Goal: All entries are to be given again verbatim.

Extracted information:

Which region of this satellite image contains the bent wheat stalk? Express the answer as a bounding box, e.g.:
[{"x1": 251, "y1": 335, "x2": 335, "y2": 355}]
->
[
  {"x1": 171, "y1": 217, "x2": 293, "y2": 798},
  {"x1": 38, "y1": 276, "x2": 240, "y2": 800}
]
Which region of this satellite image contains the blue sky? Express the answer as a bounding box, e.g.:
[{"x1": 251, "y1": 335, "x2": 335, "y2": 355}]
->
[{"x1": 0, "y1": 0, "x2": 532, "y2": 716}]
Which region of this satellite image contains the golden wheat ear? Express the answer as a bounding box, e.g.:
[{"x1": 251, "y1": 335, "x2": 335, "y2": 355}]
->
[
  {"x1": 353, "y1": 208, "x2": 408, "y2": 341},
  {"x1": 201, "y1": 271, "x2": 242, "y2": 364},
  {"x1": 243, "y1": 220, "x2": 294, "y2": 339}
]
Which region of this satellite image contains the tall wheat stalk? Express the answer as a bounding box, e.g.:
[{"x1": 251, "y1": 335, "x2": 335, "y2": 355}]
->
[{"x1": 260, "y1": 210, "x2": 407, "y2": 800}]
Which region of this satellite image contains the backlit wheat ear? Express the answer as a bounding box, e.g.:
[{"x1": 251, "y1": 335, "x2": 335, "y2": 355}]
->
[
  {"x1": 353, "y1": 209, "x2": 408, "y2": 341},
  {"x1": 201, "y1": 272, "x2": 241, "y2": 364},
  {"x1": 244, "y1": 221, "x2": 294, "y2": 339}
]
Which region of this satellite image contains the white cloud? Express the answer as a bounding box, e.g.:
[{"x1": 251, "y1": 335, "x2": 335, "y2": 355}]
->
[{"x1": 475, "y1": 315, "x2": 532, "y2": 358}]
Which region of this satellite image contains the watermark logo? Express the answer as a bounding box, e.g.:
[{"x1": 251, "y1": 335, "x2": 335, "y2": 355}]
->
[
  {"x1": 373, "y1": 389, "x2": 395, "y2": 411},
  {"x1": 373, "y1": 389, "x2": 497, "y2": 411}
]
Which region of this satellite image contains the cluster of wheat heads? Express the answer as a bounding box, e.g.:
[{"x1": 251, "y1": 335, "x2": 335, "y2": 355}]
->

The result:
Which region of this satellite image contains the bent wheat stalk? Express the answer as a bounding box, e.g.:
[{"x1": 251, "y1": 335, "x2": 335, "y2": 355}]
->
[
  {"x1": 171, "y1": 217, "x2": 293, "y2": 798},
  {"x1": 38, "y1": 276, "x2": 240, "y2": 800}
]
Which region of this satellite image contains the blue sky? Express the answer as a bounding box, e.g.:
[{"x1": 251, "y1": 335, "x2": 335, "y2": 355}]
->
[{"x1": 0, "y1": 0, "x2": 532, "y2": 716}]
Which region of this satellite image contains the golden wheat ear? Express the answer as a bounding box, e.g.:
[{"x1": 251, "y1": 335, "x2": 335, "y2": 355}]
->
[
  {"x1": 353, "y1": 208, "x2": 408, "y2": 341},
  {"x1": 201, "y1": 271, "x2": 242, "y2": 364},
  {"x1": 243, "y1": 220, "x2": 294, "y2": 339}
]
Which region of this satellite image contains the tall wheat stalk? Express the answer as a bounding box, e.g.:
[{"x1": 251, "y1": 335, "x2": 335, "y2": 355}]
->
[{"x1": 260, "y1": 210, "x2": 407, "y2": 800}]
Which region of this satellite image contains the backlit wheat ear? Express the answer as a bounding box, e.g.:
[{"x1": 251, "y1": 335, "x2": 335, "y2": 355}]
->
[
  {"x1": 353, "y1": 209, "x2": 408, "y2": 341},
  {"x1": 201, "y1": 272, "x2": 241, "y2": 364},
  {"x1": 244, "y1": 221, "x2": 294, "y2": 339}
]
Which region of this satellite image contains the white cloud? Express the answer as a bounding box, e.g.:
[{"x1": 251, "y1": 335, "x2": 335, "y2": 355}]
->
[{"x1": 475, "y1": 315, "x2": 532, "y2": 358}]
Which region of this satellite image contains the watermark logo? Express the answer as a bounding box, e.g.:
[{"x1": 251, "y1": 335, "x2": 335, "y2": 355}]
->
[
  {"x1": 373, "y1": 389, "x2": 395, "y2": 411},
  {"x1": 373, "y1": 389, "x2": 497, "y2": 411}
]
Which region of this satellite image contains the cluster of wheat heads? Express the answer as a bounding box, e.g.:
[{"x1": 251, "y1": 335, "x2": 335, "y2": 355}]
->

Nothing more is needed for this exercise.